WHAT YOU ARE ASKED TO DO ▸ Locate the line that contains "the rug floral". Print it and each following line through the end of the listing, verbatim, and nothing more.

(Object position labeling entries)
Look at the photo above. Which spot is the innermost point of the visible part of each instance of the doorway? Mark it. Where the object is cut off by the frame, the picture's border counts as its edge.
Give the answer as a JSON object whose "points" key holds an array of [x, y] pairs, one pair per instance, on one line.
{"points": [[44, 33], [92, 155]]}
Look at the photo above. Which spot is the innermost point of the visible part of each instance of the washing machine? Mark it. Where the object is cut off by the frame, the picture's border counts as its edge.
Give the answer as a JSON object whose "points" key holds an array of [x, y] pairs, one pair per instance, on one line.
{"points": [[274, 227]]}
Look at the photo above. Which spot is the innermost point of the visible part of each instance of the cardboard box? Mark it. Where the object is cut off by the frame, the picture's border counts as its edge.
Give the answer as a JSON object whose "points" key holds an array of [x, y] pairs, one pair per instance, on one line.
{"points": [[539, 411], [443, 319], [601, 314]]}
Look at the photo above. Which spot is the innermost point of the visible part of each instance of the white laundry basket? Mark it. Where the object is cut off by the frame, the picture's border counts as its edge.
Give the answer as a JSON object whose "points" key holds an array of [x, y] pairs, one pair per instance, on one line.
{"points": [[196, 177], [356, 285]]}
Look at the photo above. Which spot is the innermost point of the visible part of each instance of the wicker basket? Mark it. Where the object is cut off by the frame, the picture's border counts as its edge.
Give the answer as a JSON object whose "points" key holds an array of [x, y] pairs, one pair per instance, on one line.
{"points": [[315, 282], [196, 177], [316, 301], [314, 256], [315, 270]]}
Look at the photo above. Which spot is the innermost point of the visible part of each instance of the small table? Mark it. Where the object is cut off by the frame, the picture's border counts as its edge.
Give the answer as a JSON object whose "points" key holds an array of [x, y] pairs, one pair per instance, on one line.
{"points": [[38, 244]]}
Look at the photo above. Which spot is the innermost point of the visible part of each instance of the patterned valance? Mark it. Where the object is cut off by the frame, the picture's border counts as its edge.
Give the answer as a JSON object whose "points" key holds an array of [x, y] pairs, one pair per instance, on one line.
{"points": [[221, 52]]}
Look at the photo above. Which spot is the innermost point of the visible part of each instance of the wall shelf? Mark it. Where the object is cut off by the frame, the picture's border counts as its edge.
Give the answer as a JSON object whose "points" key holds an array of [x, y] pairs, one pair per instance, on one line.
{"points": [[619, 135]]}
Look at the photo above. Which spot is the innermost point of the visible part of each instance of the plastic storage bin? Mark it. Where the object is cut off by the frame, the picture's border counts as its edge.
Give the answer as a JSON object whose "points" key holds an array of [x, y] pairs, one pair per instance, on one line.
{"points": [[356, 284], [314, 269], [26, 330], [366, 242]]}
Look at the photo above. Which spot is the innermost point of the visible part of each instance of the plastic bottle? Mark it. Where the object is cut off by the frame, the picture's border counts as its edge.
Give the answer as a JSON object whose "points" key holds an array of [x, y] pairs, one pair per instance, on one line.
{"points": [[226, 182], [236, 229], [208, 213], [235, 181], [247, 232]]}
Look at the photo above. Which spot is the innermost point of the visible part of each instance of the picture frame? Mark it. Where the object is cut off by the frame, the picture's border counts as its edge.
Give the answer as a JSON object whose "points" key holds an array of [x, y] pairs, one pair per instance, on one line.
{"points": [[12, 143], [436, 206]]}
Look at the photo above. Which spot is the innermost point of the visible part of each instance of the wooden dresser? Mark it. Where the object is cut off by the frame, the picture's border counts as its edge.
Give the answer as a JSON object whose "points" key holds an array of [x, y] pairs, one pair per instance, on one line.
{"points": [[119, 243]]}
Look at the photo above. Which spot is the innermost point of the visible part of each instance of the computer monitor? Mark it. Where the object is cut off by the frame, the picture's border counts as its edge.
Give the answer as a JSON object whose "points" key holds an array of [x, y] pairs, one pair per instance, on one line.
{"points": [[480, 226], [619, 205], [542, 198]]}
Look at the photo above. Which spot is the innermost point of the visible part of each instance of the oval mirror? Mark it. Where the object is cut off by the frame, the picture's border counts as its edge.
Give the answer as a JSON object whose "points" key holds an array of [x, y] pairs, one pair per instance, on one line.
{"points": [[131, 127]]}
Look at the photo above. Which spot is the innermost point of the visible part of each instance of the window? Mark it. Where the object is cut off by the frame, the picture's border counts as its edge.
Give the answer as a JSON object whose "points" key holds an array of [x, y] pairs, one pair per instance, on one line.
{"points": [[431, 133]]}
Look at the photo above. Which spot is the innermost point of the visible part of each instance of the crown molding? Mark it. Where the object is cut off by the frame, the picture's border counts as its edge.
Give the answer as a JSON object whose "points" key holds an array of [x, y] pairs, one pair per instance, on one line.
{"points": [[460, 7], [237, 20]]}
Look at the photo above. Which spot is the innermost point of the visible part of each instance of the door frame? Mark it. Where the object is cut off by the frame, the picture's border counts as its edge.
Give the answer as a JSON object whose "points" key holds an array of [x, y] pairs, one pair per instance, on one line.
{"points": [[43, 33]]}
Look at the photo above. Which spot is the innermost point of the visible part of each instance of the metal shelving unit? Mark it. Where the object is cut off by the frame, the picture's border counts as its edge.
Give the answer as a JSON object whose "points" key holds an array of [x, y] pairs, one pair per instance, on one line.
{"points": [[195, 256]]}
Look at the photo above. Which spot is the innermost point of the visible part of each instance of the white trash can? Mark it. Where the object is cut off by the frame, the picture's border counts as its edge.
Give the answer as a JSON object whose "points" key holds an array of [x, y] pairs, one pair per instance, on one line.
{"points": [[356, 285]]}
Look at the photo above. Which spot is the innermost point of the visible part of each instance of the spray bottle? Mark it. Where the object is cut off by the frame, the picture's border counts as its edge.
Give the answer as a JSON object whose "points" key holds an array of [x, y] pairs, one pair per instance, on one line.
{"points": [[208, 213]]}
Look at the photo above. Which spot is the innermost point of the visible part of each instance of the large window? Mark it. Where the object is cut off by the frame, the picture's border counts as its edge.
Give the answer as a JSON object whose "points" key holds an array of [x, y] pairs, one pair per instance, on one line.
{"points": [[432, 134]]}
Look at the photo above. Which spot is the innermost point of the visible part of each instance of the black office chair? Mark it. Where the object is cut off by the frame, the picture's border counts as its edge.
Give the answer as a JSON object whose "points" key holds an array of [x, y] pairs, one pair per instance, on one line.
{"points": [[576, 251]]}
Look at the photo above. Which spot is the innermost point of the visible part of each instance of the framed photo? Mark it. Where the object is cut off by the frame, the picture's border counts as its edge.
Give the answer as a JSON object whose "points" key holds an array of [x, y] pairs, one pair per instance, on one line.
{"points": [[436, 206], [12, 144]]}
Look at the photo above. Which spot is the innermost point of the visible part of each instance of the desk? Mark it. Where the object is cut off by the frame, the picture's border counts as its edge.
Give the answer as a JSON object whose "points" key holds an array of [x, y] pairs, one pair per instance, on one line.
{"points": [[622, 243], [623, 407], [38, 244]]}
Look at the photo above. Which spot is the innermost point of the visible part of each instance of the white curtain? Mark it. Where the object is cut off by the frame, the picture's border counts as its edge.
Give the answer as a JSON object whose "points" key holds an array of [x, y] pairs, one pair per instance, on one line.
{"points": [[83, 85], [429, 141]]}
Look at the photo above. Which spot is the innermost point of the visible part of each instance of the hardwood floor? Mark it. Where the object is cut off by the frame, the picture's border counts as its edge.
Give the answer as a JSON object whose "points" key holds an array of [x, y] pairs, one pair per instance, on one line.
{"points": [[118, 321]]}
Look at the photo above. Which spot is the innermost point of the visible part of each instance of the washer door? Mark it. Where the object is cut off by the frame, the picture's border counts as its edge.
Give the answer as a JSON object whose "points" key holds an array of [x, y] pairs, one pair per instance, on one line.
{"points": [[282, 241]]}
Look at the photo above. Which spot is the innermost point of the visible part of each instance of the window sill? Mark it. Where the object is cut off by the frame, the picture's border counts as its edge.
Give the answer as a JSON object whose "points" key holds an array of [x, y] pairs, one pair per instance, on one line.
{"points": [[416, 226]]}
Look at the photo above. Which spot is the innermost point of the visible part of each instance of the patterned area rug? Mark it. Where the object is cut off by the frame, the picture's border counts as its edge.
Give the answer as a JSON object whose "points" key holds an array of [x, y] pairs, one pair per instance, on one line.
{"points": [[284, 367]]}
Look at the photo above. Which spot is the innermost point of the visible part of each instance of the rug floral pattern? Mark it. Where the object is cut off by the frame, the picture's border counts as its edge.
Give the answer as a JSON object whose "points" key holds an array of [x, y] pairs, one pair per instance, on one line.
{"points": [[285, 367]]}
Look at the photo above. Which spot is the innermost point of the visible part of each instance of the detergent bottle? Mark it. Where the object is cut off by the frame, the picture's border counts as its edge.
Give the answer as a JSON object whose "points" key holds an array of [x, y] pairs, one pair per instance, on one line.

TASK SOLUTION ▸
Look at the photo above. Which spot is the innermost point of the visible part of each instance of the rug floral pattern? Mark it. Where the object is cut off by the frame, the picture's border counts as its edge.
Give the answer as a JSON object whose "points" key holds an array of [x, y] pairs, one pair per instance, on one line.
{"points": [[285, 367]]}
Look at the photo above. Which spot is the innermost point of the visible part of each instance of the detergent bottle? Mark it. Where the object is cut off by the frame, the picture's border counts as its edge.
Give the answer as a JSON object whose "points" key holds an array of [x, y] pairs, one pair per instance, on one line.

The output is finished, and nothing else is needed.